For, like Gandhi, Kejriwal’s vision of
what he seeks to dismantle is all too real and tangible, but what he
wishes to put in its place—that kingdom of heaven he wishes to lead us
into—is pure chimera.





One never hears him utter a harsh word against what must be the
fountainhead of corruption in this country, the Indian state. In fact,
if one were to close one’s eyes and imagine Kejriwal’s India, it would
be a giant expanse, reaching as far as the eye could see, of two- and
three-storey government flats, in Sovietised shades of blue, beige and
grey, packed full of pious government servants, leading a dreary
existence on subsidised gas, housing, water and electricity.



But haven’t we—you might well ask—already rejected this vision of
India? Isn’t that what this election is about? Hasn’t India, having
already sampled the genius of the Indian state, come out in significant
numbers to say: no, we do not want that India. And not simply because it
doesn’t work or is corrupt, but because it is shabby and lifeless and
stifles the spirit.
Have we not already opted for the other India?
Which, crude as it may still be, is the India of roads and malls and
IPLs—Sheila and Munni’s India! 

Do we not agree that, at this stage in
our development, we have more to fear from big government than big
business? Is it not generally acknowledged that the source of corruption
in this country is a State that preys on private enterprise, rather
than private enterprise preying on the State?

────────────────────

**WRITTEN PROBLEM A**
Answer these questions about the excerpt on Kejriwal:
(i) Who is Kejriwal compared to in the opening sentence?
(ii) In what shades are the government flats of Kejriwal's imagined India?
(iii) The other India is the India of what three things?
**WRITTEN PROBLEM B**
How many lines of the listing contain the string "tricorn"? Give only the number.

(Object pointing dataset rows)
────────────────────

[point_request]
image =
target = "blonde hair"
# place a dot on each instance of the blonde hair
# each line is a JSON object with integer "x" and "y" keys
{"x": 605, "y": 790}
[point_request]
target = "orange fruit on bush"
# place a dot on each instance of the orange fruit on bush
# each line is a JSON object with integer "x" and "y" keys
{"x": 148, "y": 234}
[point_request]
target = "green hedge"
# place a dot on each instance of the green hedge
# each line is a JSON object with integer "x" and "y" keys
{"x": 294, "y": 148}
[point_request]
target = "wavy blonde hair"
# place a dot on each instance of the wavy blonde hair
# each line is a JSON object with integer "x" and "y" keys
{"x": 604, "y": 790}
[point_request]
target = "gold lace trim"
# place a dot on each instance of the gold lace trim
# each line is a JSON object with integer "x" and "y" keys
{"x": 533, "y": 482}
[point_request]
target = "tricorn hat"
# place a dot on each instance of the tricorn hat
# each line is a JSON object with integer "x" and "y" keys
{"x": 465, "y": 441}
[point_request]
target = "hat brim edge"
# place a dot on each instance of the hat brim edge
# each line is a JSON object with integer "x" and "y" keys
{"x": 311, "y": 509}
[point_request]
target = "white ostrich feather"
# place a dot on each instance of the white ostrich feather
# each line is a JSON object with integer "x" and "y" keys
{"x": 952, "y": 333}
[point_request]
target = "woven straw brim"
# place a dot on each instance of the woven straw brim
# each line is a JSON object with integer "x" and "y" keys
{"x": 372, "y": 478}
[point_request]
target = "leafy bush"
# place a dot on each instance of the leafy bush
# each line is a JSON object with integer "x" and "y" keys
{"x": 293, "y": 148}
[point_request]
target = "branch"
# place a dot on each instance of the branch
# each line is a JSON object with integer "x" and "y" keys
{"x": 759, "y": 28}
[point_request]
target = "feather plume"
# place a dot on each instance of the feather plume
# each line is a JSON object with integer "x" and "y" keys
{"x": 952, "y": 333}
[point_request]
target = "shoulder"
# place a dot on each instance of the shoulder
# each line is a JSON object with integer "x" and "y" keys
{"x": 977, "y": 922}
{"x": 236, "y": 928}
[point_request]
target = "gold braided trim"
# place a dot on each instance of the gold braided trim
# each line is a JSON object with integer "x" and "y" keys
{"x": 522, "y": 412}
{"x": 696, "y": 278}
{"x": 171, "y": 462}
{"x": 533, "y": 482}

────────────────────

**RESULT A**
(i) Gandhi
(ii) Blue, beige and grey
(iii) Roads, malls and IPLs

**RESULT B**
2